● To be done: Turn the listing below into a numbered list, with every line of it included and any blank lines dropped.

● Material provided:
※

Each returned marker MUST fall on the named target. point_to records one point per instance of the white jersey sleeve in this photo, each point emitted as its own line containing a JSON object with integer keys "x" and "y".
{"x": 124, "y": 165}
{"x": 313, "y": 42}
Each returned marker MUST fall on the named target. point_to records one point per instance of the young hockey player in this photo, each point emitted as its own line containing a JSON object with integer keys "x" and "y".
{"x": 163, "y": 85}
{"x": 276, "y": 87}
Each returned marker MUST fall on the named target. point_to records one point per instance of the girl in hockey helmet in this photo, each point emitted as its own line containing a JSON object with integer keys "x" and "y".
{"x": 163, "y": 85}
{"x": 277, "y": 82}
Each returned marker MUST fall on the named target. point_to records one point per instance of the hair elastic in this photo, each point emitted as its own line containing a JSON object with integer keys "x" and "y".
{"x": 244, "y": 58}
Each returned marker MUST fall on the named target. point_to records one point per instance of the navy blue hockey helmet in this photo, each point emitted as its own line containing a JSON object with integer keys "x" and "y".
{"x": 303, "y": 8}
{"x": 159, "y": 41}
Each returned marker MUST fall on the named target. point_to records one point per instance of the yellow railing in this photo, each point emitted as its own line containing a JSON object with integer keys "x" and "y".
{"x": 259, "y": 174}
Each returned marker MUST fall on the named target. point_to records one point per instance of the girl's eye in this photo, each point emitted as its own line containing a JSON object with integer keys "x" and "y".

※

● Final answer:
1. Each returned marker MUST fall on the named target. point_to records one point per instance of the white jersey sleeve in this photo, each point emitted as its own line containing a JSON object with integer keys "x" and "y".
2. {"x": 124, "y": 165}
3. {"x": 313, "y": 42}
4. Each returned marker MUST fall on the named target. point_to records one point per instance of the young hockey player in this photo, each point emitted as its own line containing a JSON object with integer keys "x" and "y".
5. {"x": 163, "y": 85}
6. {"x": 276, "y": 87}
7. Each returned marker MUST fall on the named target. point_to records one point per instance of the girl in hockey helmet in this photo, each point emitted as its own line containing a JSON object with integer keys "x" and "y".
8. {"x": 163, "y": 85}
9. {"x": 277, "y": 82}
10. Each returned marker MUST fall on the named target. point_to records one point per instance of the hair elastic in this photo, each point emitted as its own line containing a JSON object with integer keys "x" and "y".
11. {"x": 244, "y": 58}
12. Each returned marker MUST fall on the named target. point_to records one point per instance of the navy blue hockey helmet in this photo, each point emitted as its own line containing a JSON object with integer keys "x" and "y".
13. {"x": 303, "y": 8}
14. {"x": 159, "y": 41}
15. Each returned marker MUST fall on the named target. point_to records one point per instance of the yellow railing in this photo, each point emitted as its own line containing a JSON object with integer keys "x" and "y".
16. {"x": 259, "y": 174}
17. Each returned marker MUST fall on the named target. point_to records one point per instance of the girl's eye in this photo, each point emitted as its own line containing a JSON object with integer keys "x" and "y".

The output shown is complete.